■ What you need to do: Without altering anything, output the material below.

■ Information given:
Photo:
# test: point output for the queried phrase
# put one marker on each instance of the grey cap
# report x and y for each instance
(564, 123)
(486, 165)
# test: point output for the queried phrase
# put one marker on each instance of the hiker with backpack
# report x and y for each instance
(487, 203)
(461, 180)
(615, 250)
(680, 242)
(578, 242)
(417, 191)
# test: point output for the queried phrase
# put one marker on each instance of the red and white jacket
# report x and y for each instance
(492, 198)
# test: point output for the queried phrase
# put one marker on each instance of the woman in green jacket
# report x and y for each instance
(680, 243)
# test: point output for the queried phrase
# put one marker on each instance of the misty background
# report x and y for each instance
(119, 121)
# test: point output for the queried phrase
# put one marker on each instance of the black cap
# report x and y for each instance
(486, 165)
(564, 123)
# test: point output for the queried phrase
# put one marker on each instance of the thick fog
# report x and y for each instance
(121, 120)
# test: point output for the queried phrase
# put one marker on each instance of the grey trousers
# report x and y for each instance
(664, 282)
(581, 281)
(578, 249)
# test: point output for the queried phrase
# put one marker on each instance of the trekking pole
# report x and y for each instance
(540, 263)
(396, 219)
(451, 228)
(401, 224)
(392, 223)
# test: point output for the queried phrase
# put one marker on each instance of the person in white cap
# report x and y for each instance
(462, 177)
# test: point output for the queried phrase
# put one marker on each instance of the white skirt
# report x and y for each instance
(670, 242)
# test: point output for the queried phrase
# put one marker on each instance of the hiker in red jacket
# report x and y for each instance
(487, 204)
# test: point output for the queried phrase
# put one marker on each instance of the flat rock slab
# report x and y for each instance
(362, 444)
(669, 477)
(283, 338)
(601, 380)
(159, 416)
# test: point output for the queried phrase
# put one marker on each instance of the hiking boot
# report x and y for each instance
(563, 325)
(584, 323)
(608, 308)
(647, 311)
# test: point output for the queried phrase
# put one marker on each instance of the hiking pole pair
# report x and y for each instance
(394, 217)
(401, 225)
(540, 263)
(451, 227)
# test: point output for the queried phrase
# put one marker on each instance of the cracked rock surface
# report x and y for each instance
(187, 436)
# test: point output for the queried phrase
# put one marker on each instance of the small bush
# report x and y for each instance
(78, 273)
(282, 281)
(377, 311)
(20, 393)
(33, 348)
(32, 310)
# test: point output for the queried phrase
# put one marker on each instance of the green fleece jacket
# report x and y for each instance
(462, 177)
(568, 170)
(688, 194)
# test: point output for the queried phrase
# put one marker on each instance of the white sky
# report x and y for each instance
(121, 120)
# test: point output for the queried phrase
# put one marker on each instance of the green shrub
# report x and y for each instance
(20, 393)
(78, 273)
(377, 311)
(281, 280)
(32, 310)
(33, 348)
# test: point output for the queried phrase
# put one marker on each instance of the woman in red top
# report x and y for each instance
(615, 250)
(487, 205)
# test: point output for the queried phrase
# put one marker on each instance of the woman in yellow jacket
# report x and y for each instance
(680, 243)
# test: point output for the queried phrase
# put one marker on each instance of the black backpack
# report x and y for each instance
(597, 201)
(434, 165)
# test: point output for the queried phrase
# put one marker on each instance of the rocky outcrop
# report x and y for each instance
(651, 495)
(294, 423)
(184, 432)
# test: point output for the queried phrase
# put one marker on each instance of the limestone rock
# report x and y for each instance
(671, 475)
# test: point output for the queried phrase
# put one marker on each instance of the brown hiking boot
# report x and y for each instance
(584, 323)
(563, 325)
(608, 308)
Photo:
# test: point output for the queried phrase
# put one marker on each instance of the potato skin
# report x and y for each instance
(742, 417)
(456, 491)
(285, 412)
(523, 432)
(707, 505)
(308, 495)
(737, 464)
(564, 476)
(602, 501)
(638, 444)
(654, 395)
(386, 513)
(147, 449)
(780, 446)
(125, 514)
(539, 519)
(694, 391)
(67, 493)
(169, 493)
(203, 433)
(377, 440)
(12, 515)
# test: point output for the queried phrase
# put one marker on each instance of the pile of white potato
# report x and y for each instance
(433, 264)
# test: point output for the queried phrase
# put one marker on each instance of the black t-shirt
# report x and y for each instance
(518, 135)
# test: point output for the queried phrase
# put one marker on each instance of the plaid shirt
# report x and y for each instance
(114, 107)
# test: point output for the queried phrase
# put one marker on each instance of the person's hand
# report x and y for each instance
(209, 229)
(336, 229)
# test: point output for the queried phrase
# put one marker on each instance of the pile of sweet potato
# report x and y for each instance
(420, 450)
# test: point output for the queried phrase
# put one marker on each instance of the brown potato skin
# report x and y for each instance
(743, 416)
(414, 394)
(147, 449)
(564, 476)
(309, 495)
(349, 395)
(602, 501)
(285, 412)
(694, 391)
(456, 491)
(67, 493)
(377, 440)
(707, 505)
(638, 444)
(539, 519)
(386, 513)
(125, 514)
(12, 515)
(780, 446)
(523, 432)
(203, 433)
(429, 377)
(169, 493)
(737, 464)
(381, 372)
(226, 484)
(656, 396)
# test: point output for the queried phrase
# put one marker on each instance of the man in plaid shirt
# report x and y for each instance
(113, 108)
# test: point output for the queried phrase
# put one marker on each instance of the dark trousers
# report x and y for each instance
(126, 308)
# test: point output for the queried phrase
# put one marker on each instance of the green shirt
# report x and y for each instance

■ Answer in full:
Photo:
# test: point output for the queried phrase
# put one marker on each instance of the grey cap
# report x and y for each instance
(564, 123)
(486, 165)
# test: point output for the queried phrase
# put one marker on each instance of the hiker with backpack
# report x and y for each instance
(487, 203)
(461, 180)
(615, 250)
(680, 242)
(578, 242)
(417, 191)
# test: point output for the queried phrase
# put one marker on each instance of the red and white jacket
# report x and y for each instance
(492, 198)
# test: point output for the queried phrase
# put one marker on each instance of the woman in green jacket
# report x and y for each instance
(680, 243)
# test: point output for the queried phrase
# put one marker on each instance of the misty background
# report x and y for each instance
(119, 121)
# test: point output for the queried phrase
# put one marker on each instance of the black cap
# report x and y for each instance
(486, 165)
(564, 123)
# test: point output for the queried phrase
# put one marker on each instance of the thick fog
# report x and y for each instance
(121, 120)
# test: point output for the queried phrase
# put one marker on each instance of the grey trousers
# report x and y for each instance
(664, 282)
(581, 281)
(578, 249)
# test: point output for the queried phrase
# put one marker on each instance of the trekking pole
# report x and y for each instance
(540, 263)
(396, 219)
(451, 228)
(401, 224)
(392, 223)
# test: point output for the queried phrase
# put one marker on each instance of the person in white cap
# report x and y for each instance
(462, 177)
# test: point output for the queried phrase
# put one marker on each instance of the white skirt
# report x and y for each instance
(670, 242)
# test: point output for the queried phrase
# put one marker on each instance of the hiker in red jacket
# report x and y for each instance
(487, 204)
# test: point output for the queried phrase
# put one marker on each instance of the flat rock slab
# report x and y for each instance
(362, 444)
(669, 477)
(283, 338)
(601, 380)
(159, 416)
# test: point output for the queried phrase
# put one marker on each instance of the hiking boot
# report x and y for each instance
(563, 325)
(584, 323)
(608, 308)
(647, 311)
# test: point output for the queried phrase
# put one marker on each instance of the hiking pole pair
# report x and y for each instance
(394, 217)
(401, 225)
(540, 263)
(451, 227)
# test: point output for the queried phrase
# put one marker on each instance of the cracked rock surface
# report x and y for each instance
(187, 436)
# test: point output for the queried phrase
# put one marker on each instance of the small bush
# report x and y for each instance
(78, 273)
(282, 281)
(377, 311)
(20, 393)
(33, 348)
(32, 310)
# test: point output for the queried phrase
# put one marker on each instance of the green fleece jacket
# report x and y for each instance
(462, 177)
(568, 170)
(688, 194)
# test: point output for the queried phrase
# put one marker on each instance of the white sky
# report x and y for each instance
(121, 120)
# test: point output for the queried phrase
# put one marker on each instance of the green shrub
# report x and y for each instance
(20, 393)
(78, 273)
(377, 311)
(281, 280)
(32, 310)
(33, 348)
# test: point output for the queried phrase
# put one marker on each instance of the woman in red top
# report x and y for each instance
(615, 250)
(487, 205)
# test: point output for the queried phrase
# put one marker on each instance of the woman in yellow jacket
# report x and y for each instance
(680, 243)
# test: point output for the queried phrase
# put one marker on each instance of the black backpack
# report x and y for each instance
(597, 201)
(434, 165)
# test: point output for the queried phrase
# put one marker on each instance of the rocky outcrop
# report x and y for each instance
(651, 495)
(294, 423)
(184, 432)
# test: point output for the queried phrase
# put one marker on each instance of the limestone rock
# report x and y for each instance
(671, 475)
# test: point output for the queried phrase
# put one marker on each instance of the brown hiking boot
# report x and y for each instance
(584, 323)
(563, 325)
(608, 308)
Photo:
# test: point output for the queried phrase
# put one marker on each instance of the potato skin
# report x and y for each instance
(742, 417)
(456, 491)
(285, 412)
(523, 432)
(707, 505)
(308, 495)
(737, 464)
(564, 476)
(602, 501)
(638, 444)
(654, 395)
(386, 513)
(147, 449)
(780, 446)
(125, 514)
(539, 519)
(694, 391)
(67, 493)
(169, 493)
(203, 433)
(377, 440)
(12, 515)
# test: point output for the queried phrase
# put one marker on each instance of the pile of white potato
# report x and y for each instance
(433, 264)
# test: point output for the queried phrase
# put one marker on each instance of the black t-shirt
# report x and y for each instance
(518, 135)
# test: point output for the queried phrase
# put one marker on each instance of the plaid shirt
# report x and y for each instance
(114, 107)
# test: point output for the queried phrase
# put one marker on each instance of the person's hand
# report x and y for each instance
(209, 229)
(336, 229)
# test: point output for the queried phrase
# put one marker on each instance of the pile of sweet potato
# report x and y for each instance
(420, 450)
# test: point output for the queried phrase
# put one marker on each instance of the brown potato skin
# report x and y for each instance
(743, 416)
(414, 394)
(147, 449)
(564, 476)
(309, 495)
(349, 395)
(602, 501)
(285, 412)
(694, 391)
(456, 491)
(67, 493)
(377, 440)
(707, 505)
(638, 444)
(539, 519)
(386, 513)
(125, 514)
(12, 515)
(780, 446)
(523, 432)
(203, 433)
(429, 377)
(169, 493)
(737, 464)
(381, 372)
(226, 484)
(656, 396)
# test: point output for the queried phrase
# put one marker on each instance of the man in plaid shirt
# report x and y for each instance
(113, 108)
# test: point output for the queried phrase
# put one marker on each instance of the dark trousers
# report x and y for each instance
(126, 308)
# test: point output for the queried phrase
# put one marker on each instance of the green shirt
# report x and y for each instance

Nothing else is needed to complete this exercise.